Testo di partenza:

>>>>

In questo ambito rientrano, dunque, gli individui transgender, transessuali e, in generale, genderqueer, ossia tutti coloro che, appunto, non accettano la tradizionale distinzione tra maschile e femminile imposta a livello sociale. Dicotomia negata, a loro volta, dagli stessi skoliosessuali, i quali si affrancano, così, dalle etichette collettivamente diffuse e “accettate”.

Non è un caso, infatti, che l’espressione abbia visto la propria diffusione mediante il web, apparendo su un forum nel 2010 all’interno di un diagramma utilizzato per esporre e spiegare tutte le molteplici sfumature connesse all’attrazione sessuale.

Dall’epoca, non vi è mai stata una definizione univoca della skoliosessualità, ma quella che prevede la fascinazione per le persone genderqueer è, al momento, la più accreditata.

<<<<

Dati forniti:
>>>>

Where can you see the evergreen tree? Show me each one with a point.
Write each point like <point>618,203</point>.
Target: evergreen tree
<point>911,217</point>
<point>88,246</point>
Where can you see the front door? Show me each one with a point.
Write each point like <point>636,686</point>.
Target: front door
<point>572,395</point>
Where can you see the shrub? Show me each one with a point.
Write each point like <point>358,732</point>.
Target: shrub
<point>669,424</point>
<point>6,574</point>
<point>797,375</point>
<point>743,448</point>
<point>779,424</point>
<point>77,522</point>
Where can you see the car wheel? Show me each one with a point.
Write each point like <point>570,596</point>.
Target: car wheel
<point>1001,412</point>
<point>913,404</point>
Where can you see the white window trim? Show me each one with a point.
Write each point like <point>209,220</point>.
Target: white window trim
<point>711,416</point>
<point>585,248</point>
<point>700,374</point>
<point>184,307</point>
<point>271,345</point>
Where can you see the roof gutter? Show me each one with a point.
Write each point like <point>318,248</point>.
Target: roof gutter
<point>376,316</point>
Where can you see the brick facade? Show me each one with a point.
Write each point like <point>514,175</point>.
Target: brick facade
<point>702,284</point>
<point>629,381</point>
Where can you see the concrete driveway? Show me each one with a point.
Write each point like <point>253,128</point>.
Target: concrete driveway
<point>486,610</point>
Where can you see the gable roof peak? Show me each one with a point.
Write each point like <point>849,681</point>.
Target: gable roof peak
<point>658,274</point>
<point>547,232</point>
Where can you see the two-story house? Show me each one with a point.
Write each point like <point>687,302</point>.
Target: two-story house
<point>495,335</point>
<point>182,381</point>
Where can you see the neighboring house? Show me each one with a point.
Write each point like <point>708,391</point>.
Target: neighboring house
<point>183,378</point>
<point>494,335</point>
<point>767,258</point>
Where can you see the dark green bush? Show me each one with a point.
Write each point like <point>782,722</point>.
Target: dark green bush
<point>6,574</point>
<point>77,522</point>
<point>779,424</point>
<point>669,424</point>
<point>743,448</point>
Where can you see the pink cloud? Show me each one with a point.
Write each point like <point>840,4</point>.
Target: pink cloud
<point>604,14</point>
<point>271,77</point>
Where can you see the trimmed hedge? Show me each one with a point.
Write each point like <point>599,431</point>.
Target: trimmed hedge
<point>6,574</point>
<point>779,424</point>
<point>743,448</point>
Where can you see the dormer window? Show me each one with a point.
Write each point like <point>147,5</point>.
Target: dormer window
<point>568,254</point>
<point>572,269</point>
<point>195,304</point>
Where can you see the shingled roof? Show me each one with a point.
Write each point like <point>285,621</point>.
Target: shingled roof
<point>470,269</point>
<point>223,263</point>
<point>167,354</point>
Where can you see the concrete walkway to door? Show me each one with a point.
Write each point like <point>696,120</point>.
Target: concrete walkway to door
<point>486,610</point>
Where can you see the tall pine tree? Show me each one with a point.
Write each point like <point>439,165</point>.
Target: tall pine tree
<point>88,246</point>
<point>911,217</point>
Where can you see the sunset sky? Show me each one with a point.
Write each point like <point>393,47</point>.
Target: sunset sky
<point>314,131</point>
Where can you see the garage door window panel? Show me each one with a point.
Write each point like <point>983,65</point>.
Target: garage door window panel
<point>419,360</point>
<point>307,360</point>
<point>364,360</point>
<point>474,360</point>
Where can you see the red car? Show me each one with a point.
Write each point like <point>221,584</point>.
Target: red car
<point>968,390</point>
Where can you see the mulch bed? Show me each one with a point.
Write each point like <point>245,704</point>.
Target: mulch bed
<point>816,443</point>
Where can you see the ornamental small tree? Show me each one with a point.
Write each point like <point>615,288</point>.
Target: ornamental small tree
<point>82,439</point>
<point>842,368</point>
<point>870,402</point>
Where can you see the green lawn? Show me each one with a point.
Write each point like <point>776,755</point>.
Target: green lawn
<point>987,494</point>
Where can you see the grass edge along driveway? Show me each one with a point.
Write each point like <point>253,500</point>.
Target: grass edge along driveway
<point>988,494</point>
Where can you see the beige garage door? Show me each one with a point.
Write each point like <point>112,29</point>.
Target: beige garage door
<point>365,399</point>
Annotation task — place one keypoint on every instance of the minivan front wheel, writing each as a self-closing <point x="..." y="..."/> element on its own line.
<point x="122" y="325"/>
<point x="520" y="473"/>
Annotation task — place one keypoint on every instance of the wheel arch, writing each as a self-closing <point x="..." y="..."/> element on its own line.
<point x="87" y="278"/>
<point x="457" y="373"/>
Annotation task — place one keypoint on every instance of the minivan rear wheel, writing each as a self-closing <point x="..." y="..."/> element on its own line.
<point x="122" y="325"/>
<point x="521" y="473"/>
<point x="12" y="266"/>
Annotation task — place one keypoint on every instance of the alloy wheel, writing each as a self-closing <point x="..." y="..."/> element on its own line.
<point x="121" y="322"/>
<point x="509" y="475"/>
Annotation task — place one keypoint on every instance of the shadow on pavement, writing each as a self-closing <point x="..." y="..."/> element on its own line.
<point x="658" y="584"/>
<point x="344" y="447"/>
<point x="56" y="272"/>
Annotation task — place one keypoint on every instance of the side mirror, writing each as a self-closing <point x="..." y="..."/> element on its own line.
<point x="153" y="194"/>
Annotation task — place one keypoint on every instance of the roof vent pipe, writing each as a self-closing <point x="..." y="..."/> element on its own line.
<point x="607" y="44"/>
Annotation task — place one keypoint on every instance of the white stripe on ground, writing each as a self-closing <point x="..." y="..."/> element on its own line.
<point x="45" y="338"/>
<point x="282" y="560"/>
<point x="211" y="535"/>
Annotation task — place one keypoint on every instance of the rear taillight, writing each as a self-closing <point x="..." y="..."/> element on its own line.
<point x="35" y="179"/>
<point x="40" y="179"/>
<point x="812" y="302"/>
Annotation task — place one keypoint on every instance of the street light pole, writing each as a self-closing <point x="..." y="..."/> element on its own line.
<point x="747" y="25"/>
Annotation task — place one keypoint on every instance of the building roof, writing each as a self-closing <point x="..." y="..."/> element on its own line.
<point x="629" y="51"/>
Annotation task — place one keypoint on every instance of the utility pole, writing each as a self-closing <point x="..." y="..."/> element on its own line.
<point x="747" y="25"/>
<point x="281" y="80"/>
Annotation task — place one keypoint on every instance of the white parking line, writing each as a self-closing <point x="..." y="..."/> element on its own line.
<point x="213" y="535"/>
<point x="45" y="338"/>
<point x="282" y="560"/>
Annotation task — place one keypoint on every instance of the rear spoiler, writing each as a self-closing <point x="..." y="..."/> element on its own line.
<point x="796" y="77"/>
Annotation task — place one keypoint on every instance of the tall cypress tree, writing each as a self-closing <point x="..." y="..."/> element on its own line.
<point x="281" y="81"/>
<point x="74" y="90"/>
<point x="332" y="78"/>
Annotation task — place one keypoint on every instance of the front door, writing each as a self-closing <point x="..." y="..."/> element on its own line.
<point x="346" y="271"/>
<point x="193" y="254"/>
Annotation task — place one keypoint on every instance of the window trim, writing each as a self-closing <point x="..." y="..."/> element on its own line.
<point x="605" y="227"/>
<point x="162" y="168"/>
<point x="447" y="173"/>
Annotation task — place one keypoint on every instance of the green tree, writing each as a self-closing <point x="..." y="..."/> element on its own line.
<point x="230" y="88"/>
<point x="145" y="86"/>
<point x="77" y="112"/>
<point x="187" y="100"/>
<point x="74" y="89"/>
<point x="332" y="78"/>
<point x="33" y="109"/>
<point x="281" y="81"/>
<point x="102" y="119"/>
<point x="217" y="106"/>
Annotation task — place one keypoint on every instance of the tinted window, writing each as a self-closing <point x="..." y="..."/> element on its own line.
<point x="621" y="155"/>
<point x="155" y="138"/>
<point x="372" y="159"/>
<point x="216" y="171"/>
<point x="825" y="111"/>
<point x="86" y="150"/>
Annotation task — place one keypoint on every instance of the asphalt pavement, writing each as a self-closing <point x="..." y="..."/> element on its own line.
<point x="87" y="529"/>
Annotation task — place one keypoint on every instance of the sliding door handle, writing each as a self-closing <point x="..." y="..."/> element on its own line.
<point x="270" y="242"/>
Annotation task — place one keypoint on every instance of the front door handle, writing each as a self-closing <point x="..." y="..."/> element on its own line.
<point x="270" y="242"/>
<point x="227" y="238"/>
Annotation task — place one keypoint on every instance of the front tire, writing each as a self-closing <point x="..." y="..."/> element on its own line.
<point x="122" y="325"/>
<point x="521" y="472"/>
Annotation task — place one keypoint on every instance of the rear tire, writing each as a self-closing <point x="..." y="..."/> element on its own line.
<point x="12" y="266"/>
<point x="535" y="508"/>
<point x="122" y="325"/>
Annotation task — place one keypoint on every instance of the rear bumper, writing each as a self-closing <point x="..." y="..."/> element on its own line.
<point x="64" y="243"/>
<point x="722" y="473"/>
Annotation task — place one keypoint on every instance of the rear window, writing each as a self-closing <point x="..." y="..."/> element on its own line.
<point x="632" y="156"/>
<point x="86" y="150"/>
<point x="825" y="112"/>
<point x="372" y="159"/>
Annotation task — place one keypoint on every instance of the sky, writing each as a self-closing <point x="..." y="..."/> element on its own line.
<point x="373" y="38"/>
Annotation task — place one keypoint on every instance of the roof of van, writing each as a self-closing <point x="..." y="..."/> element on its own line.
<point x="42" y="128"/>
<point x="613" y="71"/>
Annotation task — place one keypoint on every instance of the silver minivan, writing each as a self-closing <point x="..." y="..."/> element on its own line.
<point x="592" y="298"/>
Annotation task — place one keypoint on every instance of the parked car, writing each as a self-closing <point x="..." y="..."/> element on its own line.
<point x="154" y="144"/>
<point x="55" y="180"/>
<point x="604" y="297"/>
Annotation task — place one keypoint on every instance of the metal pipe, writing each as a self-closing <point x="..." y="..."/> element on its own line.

<<<<

Stabilisci se le affermazioni 1., 2. e 3. concordano con il testo sulla skoliosessualità. Per ciascuna rispondi sì o no e cita le parole decisive del testo. 1. L'espressione è comparsa su un forum nel 2010. 2. Esiste una definizione univoca della skoliosessualità. 3. Gli skoliosessuali accettano la distinzione tra maschile e femminile. I record non servono per svolgere l'esercizio.

1. Sì: "apparendo su un forum nel 2010".
2. No: "non vi è mai stata una definizione univoca della skoliosessualità".
3. No: "Dicotomia negata, a loro volta, dagli stessi skoliosessuali".